DIRECTIVE →
Look for "Where can the ceiling" in the listing below, then copy exactly the line it appears in and all lines after it to the end, and nothing more.

GIVEN INFORMATION →

^^^^

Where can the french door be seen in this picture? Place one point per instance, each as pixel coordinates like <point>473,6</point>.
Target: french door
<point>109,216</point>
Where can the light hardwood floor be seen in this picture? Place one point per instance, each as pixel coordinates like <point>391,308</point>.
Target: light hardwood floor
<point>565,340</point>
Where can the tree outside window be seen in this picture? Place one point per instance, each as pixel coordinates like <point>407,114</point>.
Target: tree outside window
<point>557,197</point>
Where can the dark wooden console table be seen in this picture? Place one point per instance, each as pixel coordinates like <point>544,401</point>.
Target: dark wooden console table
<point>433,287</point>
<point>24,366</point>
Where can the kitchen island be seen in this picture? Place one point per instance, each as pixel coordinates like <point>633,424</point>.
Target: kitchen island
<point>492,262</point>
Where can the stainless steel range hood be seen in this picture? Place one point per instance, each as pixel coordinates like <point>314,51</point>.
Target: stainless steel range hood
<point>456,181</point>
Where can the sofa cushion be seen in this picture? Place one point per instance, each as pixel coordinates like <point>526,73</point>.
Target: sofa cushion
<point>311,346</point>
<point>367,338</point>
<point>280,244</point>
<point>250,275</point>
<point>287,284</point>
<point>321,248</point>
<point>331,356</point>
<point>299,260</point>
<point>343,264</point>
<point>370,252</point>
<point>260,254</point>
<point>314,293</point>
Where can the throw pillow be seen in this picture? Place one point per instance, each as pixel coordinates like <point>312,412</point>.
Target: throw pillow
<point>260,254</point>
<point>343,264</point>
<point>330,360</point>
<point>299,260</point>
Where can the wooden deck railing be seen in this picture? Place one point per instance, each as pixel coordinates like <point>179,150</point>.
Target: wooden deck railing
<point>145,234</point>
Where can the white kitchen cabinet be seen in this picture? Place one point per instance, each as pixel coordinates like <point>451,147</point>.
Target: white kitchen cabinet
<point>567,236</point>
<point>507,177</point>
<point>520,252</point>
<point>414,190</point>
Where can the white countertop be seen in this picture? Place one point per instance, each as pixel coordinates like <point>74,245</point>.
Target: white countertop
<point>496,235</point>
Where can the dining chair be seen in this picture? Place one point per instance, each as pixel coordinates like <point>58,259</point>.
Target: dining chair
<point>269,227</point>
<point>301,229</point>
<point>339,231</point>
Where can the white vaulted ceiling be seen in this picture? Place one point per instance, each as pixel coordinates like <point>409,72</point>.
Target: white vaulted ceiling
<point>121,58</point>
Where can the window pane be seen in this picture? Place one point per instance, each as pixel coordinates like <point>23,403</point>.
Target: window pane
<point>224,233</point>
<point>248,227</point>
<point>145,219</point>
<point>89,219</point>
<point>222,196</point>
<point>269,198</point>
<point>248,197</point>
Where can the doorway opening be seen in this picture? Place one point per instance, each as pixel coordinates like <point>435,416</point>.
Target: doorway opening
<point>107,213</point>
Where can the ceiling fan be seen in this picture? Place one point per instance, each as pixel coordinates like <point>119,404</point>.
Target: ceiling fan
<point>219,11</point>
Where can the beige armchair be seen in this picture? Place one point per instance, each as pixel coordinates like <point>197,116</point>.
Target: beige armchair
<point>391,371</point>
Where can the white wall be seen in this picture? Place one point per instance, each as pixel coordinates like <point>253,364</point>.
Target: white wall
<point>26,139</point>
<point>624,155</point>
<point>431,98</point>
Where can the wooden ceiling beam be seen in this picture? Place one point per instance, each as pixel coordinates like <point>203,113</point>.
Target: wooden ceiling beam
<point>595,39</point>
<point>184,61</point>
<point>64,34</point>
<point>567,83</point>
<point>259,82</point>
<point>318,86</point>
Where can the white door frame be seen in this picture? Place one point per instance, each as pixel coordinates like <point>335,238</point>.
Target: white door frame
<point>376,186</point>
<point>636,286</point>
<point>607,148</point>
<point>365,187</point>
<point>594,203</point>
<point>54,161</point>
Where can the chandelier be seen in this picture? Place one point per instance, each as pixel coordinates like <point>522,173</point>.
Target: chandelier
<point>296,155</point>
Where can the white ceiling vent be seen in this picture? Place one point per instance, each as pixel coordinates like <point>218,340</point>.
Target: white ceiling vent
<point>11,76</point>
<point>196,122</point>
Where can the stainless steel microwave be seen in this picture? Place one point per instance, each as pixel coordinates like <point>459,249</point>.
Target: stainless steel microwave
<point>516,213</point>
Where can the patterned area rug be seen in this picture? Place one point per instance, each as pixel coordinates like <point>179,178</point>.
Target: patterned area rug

^^^^

FINISHED TASK →
Where can the ceiling fan be seen in this picture? Place one point per instance, each as pixel coordinates like <point>119,404</point>.
Target: ceiling fan
<point>219,11</point>
Where can the beige armchair be seen in this picture? Place one point per instance, each as pixel coordinates like <point>197,116</point>.
Target: beige armchair
<point>391,371</point>
Where can the white wall be seen in this picture? Place one point per instance, each as pixel coordinates like <point>253,364</point>.
Target: white wall
<point>26,139</point>
<point>624,155</point>
<point>431,98</point>
Where can the wooden ceiling beam be seen in this picture? Place one point per instance, each as pixel coordinates like <point>203,113</point>.
Target: wooden ceiling beam
<point>595,39</point>
<point>184,61</point>
<point>64,34</point>
<point>567,83</point>
<point>259,82</point>
<point>318,86</point>
Where can the white door frame be seen in this picture? Place one point per instance, each as pixel coordinates like <point>335,238</point>.
Target: white door frame
<point>376,186</point>
<point>636,286</point>
<point>607,148</point>
<point>365,187</point>
<point>594,203</point>
<point>54,161</point>
Where can the chandelier be seen in this picture? Place one point per instance, each as pixel coordinates like <point>522,173</point>.
Target: chandelier
<point>296,155</point>
Where can the white ceiling vent be seen in this picture? Place one point per instance, each as pixel coordinates like <point>218,340</point>.
Target: white ceiling vent
<point>11,76</point>
<point>196,122</point>
Where can the stainless steel microwave be seen in this picture? Place one point per instance, each as pixel coordinates like <point>459,249</point>.
Target: stainless steel microwave
<point>516,213</point>
Where can the patterned area rug be seen in this picture? Place one point per instance, each as pixel coordinates like <point>179,178</point>.
Target: patterned area rug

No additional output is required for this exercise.